### TEXT PROVIDED
--------------------------------------------------
Undesirable Strategic Behavior

Perhaps the biggest disadvantage of using performance-based compensation is the strategic behavior it may spawn. This strategic behavior may come in several flavors. First, there is the possibility of manipulating the performance goals themselves. Second, effort may be distorted away from some dimensions and toward others. Third, effort may be distorted away from some groups of inmates and toward others. And fourth, performance measures may simply be falsified.

1. Manipulating the Goals

The Government Performance and Results Act of 1993 is one example of a recent effort to inject performance measures into government agencies that hasn’t lived up to the hopes of its supporters.

One of the problems was that setting the performance goals was left to the agencies that were to be evaluated. Agencies “tr[ied] to protect themselves by devising euphemistic performance goals in order to ensure that they [could] ‘pass’ their own grading criteria.” The Patent and Trademark Office, faced with rising backlogs, set itself progressively longer targets of “average total pendency” from year to year, rising from 27.7 months in fiscal year 2003 to 29.8 months in 2004, 31.0 months in 2005, and 31.3 months in 2006. John DiIulio had warned of a similar danger: “that measurement-driven government workers will, so to speak, ‘set up the target in order to facilitate shooting.’” The similar problem was observed in the U.K., where “Next Steps agencies,” a type of performance-based organization, set their own targets, which often reflected merely an incremental improvement rather than an assessment of what was possible.

Why would agencies set goals in such unambitious ways? Perhaps because agencies feared being punished for bad performance with budget cuts. Various politicians have indeed suggested that agencies’ funding be tied to their performance results, and agencies’ performance results have indeed been relevant to the administration’s budget proposals, so this fear may have been reasonable—though it’s also possible that performance scores have merely given political cover for cuts to programs that the administration wanted to defund for other reasons. On the other hand, the link between funding and performance results isn’t that tight, so agencies’ concern to look good may also have been a matter of good public relations.

The problem here is that agencies were allowed to think up their own performance goals; that they weren’t required to meet those goals (and indeed, that often the performance information simply wasn’t used in decisionmaking); and that the goals were binary rather than continuous outcome measures, for example, that the EPA “will ‘achieve and maintain at least 95 percent of the maximum score on readiness evaluation criteria in each region’” or “‘complete an additional 975 Superfund-lead hazardous substance removal actions.’”
--------------------------------------------------
### DATA
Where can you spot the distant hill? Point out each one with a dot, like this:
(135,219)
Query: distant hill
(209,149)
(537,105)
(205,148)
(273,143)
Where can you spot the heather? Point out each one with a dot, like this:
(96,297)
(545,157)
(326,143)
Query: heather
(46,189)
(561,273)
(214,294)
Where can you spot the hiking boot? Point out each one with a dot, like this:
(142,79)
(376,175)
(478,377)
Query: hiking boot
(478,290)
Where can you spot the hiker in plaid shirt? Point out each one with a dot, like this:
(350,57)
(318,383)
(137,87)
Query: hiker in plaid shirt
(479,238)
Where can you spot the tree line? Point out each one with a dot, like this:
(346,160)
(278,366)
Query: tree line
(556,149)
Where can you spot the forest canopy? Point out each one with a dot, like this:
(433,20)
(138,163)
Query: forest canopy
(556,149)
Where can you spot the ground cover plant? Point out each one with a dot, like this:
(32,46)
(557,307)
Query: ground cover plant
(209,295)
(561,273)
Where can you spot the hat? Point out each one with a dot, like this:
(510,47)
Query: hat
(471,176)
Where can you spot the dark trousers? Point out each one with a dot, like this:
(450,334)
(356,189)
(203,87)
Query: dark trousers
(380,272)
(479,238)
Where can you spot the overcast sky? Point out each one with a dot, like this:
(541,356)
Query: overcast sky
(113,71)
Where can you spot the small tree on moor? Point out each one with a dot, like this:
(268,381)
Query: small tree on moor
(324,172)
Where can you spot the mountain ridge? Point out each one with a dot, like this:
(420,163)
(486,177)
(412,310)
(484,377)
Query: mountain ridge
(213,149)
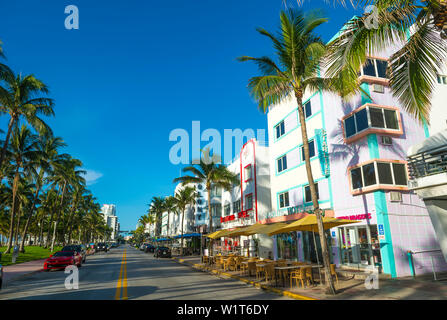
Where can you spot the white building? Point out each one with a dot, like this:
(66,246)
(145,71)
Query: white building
(110,218)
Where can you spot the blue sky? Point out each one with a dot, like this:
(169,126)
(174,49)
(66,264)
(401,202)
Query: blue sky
(136,70)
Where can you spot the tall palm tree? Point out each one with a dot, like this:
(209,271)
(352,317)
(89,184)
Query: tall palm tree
(411,70)
(169,207)
(206,170)
(23,152)
(66,174)
(157,207)
(22,97)
(184,198)
(299,52)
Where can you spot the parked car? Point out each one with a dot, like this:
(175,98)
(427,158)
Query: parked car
(162,252)
(78,248)
(1,276)
(101,246)
(61,259)
(149,248)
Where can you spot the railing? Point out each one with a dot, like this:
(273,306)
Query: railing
(427,163)
(410,255)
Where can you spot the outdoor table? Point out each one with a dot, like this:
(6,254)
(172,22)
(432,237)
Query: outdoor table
(284,268)
(260,265)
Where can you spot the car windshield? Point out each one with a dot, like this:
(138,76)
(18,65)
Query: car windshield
(63,254)
(70,248)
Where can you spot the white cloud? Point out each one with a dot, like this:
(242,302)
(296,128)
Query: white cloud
(92,176)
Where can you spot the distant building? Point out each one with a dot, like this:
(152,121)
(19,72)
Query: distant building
(109,212)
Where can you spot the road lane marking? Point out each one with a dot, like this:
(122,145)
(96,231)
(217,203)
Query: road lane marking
(122,280)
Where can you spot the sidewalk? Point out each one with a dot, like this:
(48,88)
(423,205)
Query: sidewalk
(421,288)
(16,271)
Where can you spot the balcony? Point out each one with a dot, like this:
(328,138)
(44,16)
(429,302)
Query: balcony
(427,166)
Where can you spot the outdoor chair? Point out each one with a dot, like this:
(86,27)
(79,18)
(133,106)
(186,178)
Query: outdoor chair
(230,264)
(333,272)
(238,262)
(251,268)
(269,271)
(298,275)
(309,275)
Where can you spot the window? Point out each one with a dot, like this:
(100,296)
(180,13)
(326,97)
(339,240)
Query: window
(248,201)
(227,209)
(307,110)
(375,68)
(311,150)
(284,199)
(237,206)
(248,175)
(371,117)
(307,195)
(282,163)
(279,129)
(442,79)
(379,172)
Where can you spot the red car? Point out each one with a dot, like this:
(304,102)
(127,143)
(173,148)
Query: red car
(61,259)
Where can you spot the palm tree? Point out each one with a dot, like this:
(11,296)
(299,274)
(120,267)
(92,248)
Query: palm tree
(206,171)
(412,70)
(23,152)
(299,52)
(169,207)
(157,207)
(48,146)
(66,174)
(21,97)
(184,198)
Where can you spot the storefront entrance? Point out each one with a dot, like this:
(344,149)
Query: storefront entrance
(359,246)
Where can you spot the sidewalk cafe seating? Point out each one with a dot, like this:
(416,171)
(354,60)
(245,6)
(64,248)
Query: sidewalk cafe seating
(251,267)
(230,264)
(333,272)
(269,271)
(300,275)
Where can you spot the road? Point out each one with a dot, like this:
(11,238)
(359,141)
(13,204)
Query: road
(126,273)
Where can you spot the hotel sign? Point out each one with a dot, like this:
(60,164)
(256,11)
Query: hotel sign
(365,216)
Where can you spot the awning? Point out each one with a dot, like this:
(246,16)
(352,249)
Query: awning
(309,223)
(188,235)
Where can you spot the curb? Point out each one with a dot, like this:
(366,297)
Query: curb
(250,282)
(5,283)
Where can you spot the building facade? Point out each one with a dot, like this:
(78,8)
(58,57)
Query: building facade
(111,219)
(358,159)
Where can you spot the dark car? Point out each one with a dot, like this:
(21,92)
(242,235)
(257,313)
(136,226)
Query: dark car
(1,275)
(101,246)
(61,259)
(78,248)
(149,248)
(162,252)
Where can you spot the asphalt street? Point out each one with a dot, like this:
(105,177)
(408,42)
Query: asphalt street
(127,273)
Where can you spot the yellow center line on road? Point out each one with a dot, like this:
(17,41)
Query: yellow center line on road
(122,280)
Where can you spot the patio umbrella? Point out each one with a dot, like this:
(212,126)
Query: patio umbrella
(309,223)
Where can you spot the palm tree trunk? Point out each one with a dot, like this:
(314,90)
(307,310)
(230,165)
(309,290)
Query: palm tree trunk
(69,223)
(13,211)
(210,243)
(5,144)
(17,231)
(58,216)
(33,207)
(183,220)
(313,193)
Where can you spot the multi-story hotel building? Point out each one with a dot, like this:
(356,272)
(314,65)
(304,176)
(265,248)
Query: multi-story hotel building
(358,158)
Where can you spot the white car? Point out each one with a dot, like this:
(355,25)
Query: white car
(1,275)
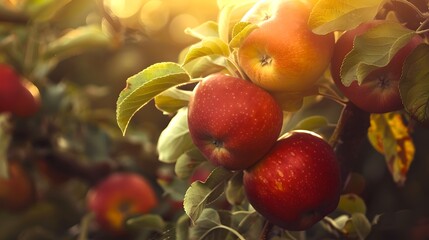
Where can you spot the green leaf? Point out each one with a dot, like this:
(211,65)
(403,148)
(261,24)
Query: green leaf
(205,30)
(175,139)
(332,15)
(351,203)
(230,10)
(44,10)
(76,41)
(312,123)
(414,84)
(171,100)
(374,49)
(206,47)
(240,31)
(5,138)
(187,163)
(182,228)
(144,86)
(358,225)
(146,221)
(200,194)
(234,189)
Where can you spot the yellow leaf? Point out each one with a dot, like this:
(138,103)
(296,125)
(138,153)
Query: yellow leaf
(390,136)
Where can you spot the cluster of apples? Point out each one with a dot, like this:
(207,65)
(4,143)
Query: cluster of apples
(292,180)
(17,96)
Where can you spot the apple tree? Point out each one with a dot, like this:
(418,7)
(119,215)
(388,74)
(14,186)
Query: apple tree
(281,119)
(352,72)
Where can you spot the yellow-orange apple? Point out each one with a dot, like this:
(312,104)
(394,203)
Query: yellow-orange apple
(297,183)
(283,54)
(379,91)
(232,121)
(119,197)
(17,191)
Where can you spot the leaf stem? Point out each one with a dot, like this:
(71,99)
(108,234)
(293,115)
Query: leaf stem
(416,9)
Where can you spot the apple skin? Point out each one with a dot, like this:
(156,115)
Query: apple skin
(17,96)
(17,192)
(379,91)
(119,197)
(10,87)
(232,121)
(297,183)
(283,54)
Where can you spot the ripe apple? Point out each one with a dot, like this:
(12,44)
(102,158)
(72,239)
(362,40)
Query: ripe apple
(28,100)
(283,54)
(119,197)
(17,191)
(10,87)
(232,121)
(297,183)
(17,96)
(379,91)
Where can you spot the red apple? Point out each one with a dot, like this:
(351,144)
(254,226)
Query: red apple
(283,54)
(297,183)
(119,197)
(379,91)
(19,97)
(232,121)
(10,87)
(17,191)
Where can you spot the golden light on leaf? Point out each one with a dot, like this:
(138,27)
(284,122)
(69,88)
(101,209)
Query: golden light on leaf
(390,136)
(154,15)
(124,8)
(179,24)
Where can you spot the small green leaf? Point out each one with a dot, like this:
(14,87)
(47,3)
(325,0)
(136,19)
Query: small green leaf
(414,84)
(5,138)
(182,228)
(175,139)
(187,163)
(234,189)
(333,15)
(205,30)
(312,123)
(146,221)
(230,12)
(76,41)
(171,100)
(144,86)
(204,66)
(206,47)
(374,49)
(45,10)
(358,225)
(351,203)
(200,194)
(239,32)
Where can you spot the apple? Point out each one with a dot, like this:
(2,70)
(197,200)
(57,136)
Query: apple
(118,197)
(10,86)
(283,54)
(17,191)
(19,97)
(232,121)
(379,91)
(297,183)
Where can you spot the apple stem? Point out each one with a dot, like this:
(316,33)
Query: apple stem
(266,230)
(348,136)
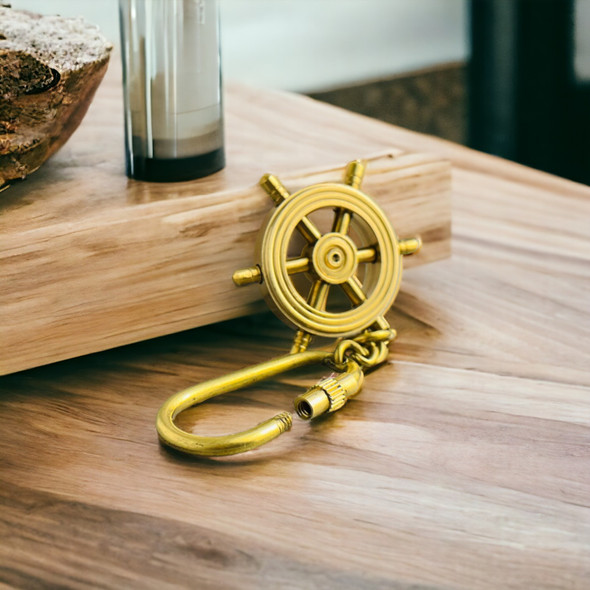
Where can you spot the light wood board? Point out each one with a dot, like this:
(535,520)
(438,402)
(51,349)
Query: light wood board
(463,463)
(92,260)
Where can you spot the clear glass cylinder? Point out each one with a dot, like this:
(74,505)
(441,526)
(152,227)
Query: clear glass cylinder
(172,89)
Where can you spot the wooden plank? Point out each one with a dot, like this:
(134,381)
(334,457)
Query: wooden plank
(463,463)
(92,260)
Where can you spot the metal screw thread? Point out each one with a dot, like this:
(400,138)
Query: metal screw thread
(284,421)
(335,392)
(354,174)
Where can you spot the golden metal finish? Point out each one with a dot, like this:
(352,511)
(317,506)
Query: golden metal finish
(303,265)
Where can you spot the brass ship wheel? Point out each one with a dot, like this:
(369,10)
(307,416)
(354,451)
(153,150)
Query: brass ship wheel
(324,240)
(357,253)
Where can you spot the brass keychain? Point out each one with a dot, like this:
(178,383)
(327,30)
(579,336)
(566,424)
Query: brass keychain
(360,257)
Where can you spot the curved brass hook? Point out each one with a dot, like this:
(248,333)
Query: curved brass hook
(229,444)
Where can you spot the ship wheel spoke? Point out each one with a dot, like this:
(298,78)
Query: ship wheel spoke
(309,230)
(354,291)
(341,221)
(297,265)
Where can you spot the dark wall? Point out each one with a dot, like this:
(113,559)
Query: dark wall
(524,100)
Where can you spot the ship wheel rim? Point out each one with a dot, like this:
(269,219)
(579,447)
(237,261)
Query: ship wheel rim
(280,290)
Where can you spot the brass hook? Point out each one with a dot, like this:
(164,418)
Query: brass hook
(329,395)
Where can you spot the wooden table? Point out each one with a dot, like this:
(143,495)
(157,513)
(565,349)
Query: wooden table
(464,463)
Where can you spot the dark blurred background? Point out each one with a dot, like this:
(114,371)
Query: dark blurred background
(521,94)
(509,77)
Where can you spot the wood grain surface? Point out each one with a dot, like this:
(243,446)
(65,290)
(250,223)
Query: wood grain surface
(464,463)
(94,260)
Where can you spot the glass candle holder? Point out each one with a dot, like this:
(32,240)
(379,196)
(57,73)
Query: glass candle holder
(172,89)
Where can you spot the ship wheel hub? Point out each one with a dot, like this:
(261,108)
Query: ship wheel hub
(334,258)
--------------------------------------------------
Decide whether each statement agrees with the text on undesirable strategic behavior, answering yes or no and quoting the words from that text that decide it. (a) The Patent and Trademark Office's target for average total pendency was 29.8 months in 2004. (b) In the U.K., Next Steps agencies had their targets set for them by someone else. (c) The text says the link between funding and performance results is tight.

(a) Yes: "rising from 27.7 months in fiscal year 2003 to 29.8 months in 2004"
(b) No: "Next Steps agencies," a type of performance-based organization, set their own targets"
(c) No: "the link between funding and performance results isn’t that tight"